** START OF EXTRACT TO READ **

Example of an argumentative, focused thesis statement:
Adults engaging with “kid stuff” is beneficial for both adults and kids as it enables adults to have healthy pastimes and empathize better with children.
Once students have brainstormed their perspectives on the issue, they can develop an essay outline. Through this outline, students can organize and logically structure their essays. At SoFlo, we have seen two approaches as especially common and useful among students. The first, thesis to body, starts by planning the thesis statement and then the body, while the other, body to thesis, focuses on planning the body first and finally the thesis.
Students can begin by articulating a coherent thesis that and gives the reader the student’s perspective on the issue through a debatable and focused statement. Then, they can group their supporting ideas into two or three body paragraphs. The thesis statement can set a clear “roadmap” for the essay when written in the below format:
[Central perspective] because [argument A], [argument B], and [argument C].
Following the same order of arguments as in the thesis, students can dedicate a body paragraph to each argument. However, strong thesis statements need not follow this format, as long as they are debatable and focused, and answer the prompt. Also, during this time, students should plan where in their essay they will engage with the provided perspectives. Using bullet points to organize ideas into paragraphs is sufficient during the planning process. Students should not use up their limited time writing full sentences within a rough outline. However, the thesis statement should be written as a full sentence at this stage, as it will help guide the rest of the outline and essay. For example, the planning process may look something like this on paper:
|Thesis: Adults engaging with “kid stuff” is beneficial for both adults and kids as it enables adults to have healthy pastimes and empathize better with children. |
Body 1: Healthy pastimes
-Good role models (Counter Perspective 2)

** END OF EXTRACT TO READ **
** START OF RECORD EXCERPTS **

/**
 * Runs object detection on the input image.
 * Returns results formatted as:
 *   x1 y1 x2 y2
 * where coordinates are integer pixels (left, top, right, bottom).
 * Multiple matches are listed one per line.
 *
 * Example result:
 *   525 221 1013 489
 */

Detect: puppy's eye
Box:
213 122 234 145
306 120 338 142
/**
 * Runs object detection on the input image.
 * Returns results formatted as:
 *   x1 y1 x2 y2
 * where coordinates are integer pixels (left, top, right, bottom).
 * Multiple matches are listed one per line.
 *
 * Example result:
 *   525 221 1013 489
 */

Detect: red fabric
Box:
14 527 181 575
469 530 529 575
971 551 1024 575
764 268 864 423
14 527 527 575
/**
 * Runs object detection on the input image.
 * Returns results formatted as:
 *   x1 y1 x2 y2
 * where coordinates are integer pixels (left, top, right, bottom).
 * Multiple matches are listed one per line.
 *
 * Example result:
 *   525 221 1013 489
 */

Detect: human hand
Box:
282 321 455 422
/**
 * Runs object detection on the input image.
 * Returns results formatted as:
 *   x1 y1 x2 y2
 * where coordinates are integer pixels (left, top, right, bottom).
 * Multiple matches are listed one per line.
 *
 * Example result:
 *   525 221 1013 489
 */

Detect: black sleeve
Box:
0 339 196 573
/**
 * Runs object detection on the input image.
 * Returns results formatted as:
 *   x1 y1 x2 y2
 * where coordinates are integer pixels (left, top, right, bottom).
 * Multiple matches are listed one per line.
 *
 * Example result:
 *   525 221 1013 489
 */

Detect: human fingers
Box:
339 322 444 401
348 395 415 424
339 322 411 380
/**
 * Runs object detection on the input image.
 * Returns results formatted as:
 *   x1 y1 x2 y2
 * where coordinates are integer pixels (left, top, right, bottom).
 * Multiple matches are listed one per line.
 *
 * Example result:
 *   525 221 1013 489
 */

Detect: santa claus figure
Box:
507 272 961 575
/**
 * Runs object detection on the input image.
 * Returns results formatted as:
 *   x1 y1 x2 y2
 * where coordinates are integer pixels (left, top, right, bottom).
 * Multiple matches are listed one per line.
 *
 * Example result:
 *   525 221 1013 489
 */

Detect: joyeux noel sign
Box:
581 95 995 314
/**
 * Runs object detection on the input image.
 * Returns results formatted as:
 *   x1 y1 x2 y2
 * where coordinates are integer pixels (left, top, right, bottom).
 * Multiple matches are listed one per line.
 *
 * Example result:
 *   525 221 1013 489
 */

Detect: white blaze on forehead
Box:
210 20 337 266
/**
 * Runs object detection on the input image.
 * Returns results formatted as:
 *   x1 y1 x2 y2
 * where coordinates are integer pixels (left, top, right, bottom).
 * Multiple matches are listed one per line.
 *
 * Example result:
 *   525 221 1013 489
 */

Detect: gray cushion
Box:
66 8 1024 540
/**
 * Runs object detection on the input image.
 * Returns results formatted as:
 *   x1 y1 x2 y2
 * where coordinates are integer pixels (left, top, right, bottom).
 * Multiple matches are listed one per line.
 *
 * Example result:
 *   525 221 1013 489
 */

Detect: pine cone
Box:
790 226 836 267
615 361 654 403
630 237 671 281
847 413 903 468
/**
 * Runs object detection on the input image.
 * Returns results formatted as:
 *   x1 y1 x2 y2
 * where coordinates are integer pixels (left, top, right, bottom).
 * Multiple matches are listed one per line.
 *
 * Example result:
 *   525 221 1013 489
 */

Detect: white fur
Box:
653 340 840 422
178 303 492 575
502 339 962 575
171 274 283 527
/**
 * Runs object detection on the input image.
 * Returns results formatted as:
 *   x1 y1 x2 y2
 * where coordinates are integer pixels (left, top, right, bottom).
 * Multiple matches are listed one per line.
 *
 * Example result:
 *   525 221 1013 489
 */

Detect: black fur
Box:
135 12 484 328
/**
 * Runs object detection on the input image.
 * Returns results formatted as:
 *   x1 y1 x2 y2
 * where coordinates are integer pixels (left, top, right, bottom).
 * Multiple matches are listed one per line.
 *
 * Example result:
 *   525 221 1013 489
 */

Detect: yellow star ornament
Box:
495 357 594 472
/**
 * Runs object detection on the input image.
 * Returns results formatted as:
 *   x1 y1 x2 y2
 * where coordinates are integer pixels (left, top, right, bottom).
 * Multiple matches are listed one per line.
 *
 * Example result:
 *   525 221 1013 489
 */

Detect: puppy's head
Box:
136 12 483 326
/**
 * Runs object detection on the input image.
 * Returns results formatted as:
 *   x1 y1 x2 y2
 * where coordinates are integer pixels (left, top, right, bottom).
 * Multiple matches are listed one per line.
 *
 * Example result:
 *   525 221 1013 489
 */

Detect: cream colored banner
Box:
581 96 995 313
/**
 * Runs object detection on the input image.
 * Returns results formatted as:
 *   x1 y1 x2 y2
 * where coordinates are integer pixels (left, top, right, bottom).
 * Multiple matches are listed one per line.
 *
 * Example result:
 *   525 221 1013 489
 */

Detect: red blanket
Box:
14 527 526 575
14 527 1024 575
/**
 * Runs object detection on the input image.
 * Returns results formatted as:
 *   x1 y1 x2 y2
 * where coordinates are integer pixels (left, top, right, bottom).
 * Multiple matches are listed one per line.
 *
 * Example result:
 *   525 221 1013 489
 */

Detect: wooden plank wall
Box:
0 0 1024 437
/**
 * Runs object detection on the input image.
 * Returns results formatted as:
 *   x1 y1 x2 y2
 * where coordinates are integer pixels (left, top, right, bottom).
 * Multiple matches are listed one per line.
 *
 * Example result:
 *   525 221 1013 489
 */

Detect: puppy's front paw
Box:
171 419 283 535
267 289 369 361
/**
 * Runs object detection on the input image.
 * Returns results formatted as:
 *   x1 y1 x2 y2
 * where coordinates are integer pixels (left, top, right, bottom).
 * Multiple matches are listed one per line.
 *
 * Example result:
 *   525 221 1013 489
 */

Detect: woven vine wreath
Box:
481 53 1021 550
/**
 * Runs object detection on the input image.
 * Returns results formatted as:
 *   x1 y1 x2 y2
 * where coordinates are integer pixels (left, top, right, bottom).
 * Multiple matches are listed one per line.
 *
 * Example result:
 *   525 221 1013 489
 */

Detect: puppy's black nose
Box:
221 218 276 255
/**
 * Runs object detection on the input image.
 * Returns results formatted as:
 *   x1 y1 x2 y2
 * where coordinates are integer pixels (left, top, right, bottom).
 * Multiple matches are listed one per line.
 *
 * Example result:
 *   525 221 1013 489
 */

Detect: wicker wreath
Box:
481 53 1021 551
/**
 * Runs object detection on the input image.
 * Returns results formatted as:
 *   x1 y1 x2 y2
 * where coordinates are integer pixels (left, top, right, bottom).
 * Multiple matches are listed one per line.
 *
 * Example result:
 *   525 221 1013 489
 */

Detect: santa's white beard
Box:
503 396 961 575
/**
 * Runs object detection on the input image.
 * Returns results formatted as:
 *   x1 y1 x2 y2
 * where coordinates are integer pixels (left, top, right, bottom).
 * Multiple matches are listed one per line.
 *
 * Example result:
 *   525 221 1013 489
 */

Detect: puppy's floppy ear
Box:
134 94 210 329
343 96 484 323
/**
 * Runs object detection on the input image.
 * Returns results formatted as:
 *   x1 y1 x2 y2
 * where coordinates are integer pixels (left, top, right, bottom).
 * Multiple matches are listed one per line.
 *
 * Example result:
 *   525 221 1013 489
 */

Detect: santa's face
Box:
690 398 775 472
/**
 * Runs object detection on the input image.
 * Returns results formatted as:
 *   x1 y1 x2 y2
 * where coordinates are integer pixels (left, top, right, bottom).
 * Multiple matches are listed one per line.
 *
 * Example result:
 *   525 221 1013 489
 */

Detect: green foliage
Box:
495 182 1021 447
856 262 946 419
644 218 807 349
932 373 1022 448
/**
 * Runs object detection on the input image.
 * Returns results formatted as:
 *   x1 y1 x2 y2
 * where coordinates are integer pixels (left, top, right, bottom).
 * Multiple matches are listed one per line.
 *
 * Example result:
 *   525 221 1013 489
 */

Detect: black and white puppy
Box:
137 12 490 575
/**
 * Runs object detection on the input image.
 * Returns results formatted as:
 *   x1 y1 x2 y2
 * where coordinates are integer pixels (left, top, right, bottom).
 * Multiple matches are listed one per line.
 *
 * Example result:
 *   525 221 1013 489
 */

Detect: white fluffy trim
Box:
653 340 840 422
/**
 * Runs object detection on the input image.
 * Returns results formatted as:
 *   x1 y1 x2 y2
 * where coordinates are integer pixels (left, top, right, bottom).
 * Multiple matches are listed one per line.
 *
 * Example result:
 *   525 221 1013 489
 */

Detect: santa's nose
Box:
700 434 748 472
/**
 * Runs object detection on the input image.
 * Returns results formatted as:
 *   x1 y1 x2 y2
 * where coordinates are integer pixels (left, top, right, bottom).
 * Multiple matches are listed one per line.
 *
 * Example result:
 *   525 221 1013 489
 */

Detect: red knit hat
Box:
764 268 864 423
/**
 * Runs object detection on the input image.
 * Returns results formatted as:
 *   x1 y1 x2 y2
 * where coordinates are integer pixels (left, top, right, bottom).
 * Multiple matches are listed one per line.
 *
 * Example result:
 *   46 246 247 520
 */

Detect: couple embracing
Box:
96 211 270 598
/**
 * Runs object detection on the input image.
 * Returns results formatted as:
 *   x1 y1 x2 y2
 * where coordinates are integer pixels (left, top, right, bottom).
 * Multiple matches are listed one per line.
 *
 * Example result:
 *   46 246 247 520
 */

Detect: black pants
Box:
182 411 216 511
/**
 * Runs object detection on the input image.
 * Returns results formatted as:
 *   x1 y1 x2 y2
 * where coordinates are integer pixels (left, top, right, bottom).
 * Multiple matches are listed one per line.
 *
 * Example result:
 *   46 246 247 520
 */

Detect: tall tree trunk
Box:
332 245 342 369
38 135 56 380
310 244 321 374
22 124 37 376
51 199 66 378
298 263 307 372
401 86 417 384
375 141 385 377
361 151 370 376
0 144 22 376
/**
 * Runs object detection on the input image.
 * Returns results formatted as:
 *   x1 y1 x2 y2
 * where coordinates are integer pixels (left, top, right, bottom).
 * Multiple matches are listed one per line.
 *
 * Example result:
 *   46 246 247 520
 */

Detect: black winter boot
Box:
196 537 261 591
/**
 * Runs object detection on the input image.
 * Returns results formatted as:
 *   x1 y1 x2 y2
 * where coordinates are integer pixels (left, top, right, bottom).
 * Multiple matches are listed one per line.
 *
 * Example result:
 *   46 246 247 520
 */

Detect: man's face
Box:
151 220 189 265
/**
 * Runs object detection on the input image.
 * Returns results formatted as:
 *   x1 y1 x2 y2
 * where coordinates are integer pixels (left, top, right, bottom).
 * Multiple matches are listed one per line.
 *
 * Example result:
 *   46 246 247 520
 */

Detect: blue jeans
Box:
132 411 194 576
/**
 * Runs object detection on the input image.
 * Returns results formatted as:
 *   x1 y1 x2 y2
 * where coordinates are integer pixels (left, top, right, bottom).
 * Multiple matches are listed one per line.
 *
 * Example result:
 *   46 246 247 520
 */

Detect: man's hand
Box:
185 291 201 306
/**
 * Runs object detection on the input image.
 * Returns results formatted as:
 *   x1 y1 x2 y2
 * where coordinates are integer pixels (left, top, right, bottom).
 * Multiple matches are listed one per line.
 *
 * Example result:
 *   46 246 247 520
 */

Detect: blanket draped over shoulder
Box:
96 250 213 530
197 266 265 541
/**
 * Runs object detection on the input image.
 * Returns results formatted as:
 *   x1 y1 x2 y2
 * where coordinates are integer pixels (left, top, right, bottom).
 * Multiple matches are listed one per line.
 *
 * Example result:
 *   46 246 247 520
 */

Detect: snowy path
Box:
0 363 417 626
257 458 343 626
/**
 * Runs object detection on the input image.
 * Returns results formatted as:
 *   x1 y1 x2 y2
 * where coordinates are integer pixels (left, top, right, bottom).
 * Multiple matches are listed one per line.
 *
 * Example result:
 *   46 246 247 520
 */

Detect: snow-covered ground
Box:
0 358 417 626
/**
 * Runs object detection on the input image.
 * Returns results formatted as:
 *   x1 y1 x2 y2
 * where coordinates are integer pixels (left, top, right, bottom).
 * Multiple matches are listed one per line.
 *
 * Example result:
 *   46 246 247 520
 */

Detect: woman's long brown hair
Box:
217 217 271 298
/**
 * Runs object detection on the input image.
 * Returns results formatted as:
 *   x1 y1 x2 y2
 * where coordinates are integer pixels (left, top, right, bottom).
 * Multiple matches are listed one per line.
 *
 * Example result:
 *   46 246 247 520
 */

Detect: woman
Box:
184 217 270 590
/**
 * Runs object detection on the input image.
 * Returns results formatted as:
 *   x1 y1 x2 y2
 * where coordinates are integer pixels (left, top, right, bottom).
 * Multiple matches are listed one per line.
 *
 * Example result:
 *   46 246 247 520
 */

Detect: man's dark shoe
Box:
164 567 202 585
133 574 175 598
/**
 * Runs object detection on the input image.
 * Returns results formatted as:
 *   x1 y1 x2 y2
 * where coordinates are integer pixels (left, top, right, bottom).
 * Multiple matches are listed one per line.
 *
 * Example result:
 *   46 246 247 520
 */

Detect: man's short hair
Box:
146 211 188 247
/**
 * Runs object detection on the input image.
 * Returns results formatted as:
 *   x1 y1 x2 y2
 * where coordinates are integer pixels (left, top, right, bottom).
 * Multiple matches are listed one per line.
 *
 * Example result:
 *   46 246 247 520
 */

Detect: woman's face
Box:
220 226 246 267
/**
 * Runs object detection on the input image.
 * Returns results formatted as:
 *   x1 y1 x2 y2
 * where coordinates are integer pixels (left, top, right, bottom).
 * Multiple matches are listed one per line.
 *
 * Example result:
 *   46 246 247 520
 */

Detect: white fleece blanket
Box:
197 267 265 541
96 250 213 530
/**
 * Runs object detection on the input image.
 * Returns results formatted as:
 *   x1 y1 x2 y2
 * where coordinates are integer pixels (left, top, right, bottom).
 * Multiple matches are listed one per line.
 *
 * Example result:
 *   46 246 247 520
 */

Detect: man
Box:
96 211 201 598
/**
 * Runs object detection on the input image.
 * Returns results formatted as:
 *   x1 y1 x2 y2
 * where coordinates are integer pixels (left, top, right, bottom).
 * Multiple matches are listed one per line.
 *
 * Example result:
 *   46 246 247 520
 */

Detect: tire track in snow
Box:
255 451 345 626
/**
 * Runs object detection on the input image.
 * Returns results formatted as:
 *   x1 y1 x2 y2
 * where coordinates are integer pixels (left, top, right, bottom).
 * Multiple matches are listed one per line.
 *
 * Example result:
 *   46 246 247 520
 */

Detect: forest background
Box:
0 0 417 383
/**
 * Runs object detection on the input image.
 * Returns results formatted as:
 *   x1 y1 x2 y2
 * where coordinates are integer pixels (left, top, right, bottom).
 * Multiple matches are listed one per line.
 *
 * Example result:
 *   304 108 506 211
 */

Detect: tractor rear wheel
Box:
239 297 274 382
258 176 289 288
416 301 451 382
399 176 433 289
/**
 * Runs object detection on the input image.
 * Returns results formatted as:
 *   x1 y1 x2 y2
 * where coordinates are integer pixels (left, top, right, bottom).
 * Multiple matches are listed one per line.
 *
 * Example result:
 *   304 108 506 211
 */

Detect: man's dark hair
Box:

** END OF RECORD EXCERPTS **

**WHAT THIS EXERCISE ASKS**.
• 1. According to the essay-planning passage, which two planning approaches has SoFlo seen as especially common and useful among students?
• 2. Report each line of the listing that contains the word "human".

**SOLVED PROBLEMS**.
• 1. Thesis to body and body to thesis.

• 2.
Detect: human hand
Detect: human fingers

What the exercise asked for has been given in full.